### ページ本文

はる坊です。
見城氏が幻冬舎を設立して、初の単行本を出す際、6点を同時に発刊しています。
そのなかに、北方謙三の作品も含まれています。
そして、自らの祖父(ニイタカドロップで有名な新高製菓創業者)の立志伝である『望郷の道』も、日本経済新聞に連載されたのち、単行本は幻冬舎から出ています。
こういう経緯からも、見城氏と北方謙三は、友好的な関係を続けているのだと思います。
幻冬舎を設立してから、田口ランディ『コンセント』『モザイク』。
天童荒太『永遠の仔』が直木賞候補に挙がりますが、幻冬舎刊の小説で、直木賞を受賞したのは、第137回松井今朝子『吉原手引草』が初です。(このときは、万城目学『鹿男あをによし』も候補作でした)
第156回で受賞した恩田陸の『蜜蜂と遠雷』も幻冬舎刊で、いまでは幻冬舎刊の小説が、直木賞を受賞することも、当然、というか、他の版元と同様に扱われている印象がありますが、幻冬舎設立が、1993年。

### 与えられたデータ
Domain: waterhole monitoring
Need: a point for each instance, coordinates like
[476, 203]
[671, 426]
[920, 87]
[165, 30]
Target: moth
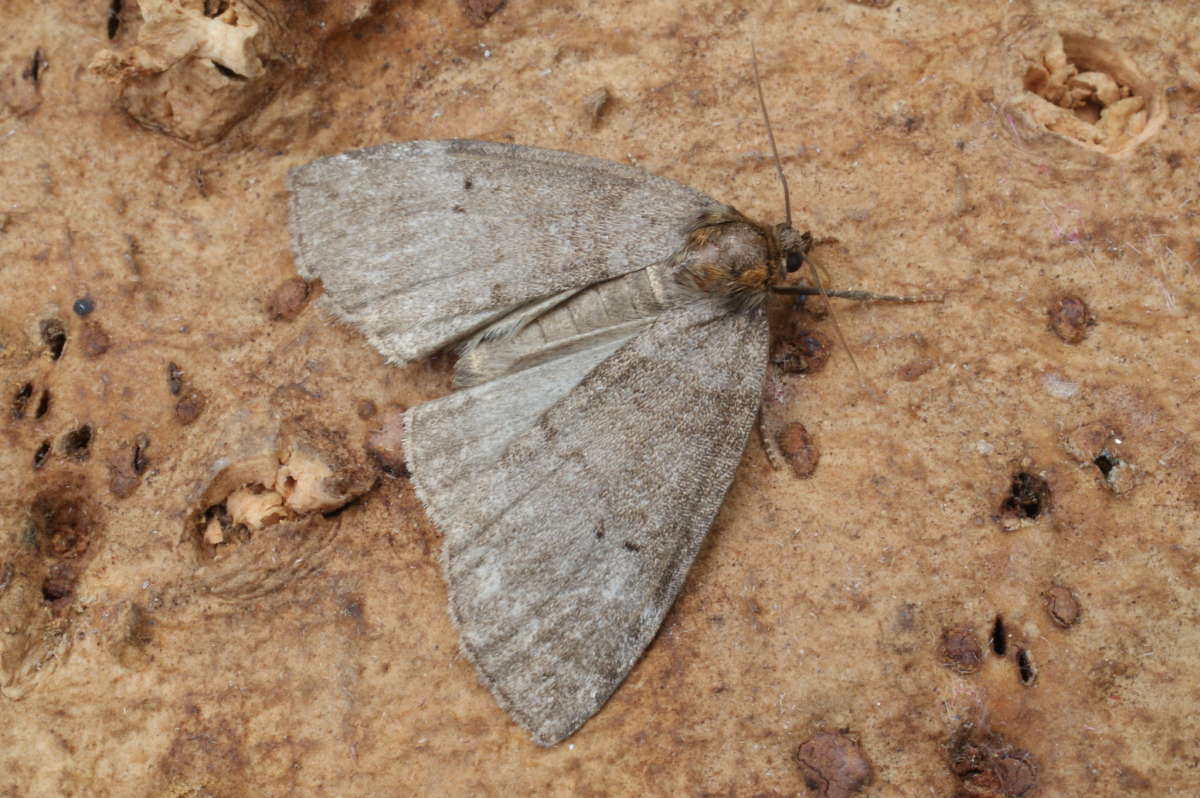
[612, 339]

---

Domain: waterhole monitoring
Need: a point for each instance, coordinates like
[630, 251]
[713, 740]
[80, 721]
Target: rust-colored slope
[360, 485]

---

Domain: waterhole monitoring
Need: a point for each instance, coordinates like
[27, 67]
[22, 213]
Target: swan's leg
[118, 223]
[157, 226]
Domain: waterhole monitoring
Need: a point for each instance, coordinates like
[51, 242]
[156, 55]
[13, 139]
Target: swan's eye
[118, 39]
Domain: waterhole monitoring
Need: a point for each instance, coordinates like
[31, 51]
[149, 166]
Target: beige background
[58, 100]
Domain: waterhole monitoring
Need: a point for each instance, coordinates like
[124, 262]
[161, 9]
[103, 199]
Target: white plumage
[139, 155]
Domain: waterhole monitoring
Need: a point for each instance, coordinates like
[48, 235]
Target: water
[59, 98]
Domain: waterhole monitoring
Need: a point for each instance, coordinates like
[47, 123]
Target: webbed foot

### 解くべき問題
(1) ページ本文から、「見城氏が幻冬舎を設立して、初の単行本を出す際、6点を同時に発刊しています。」から「幻冬舎を設立してから、田口ランディ『コンセント』『モザイク』。」までの部分を、両端を含めて一字一句変えずに抜き出しなさい。
(2) エントリの中から、文字列「Target」を含む行をすべて集めなさい。大文字と小文字は区別すること。

### 完成した解答
(1)
見城氏が幻冬舎を設立して、初の単行本を出す際、6点を同時に発刊しています。
そのなかに、北方謙三の作品も含まれています。
そして、自らの祖父(ニイタカドロップで有名な新高製菓創業者)の立志伝である『望郷の道』も、日本経済新聞に連載されたのち、単行本は幻冬舎から出ています。
こういう経緯からも、見城氏と北方謙三は、友好的な関係を続けているのだと思います。
幻冬舎を設立してから、田口ランディ『コンセント』『モザイク』。

(2)
Target: moth
Target: rust-colored slope
Target: swan's leg
Target: swan's eye
Target: beige background
Target: white plumage
Target: water
Target: webbed foot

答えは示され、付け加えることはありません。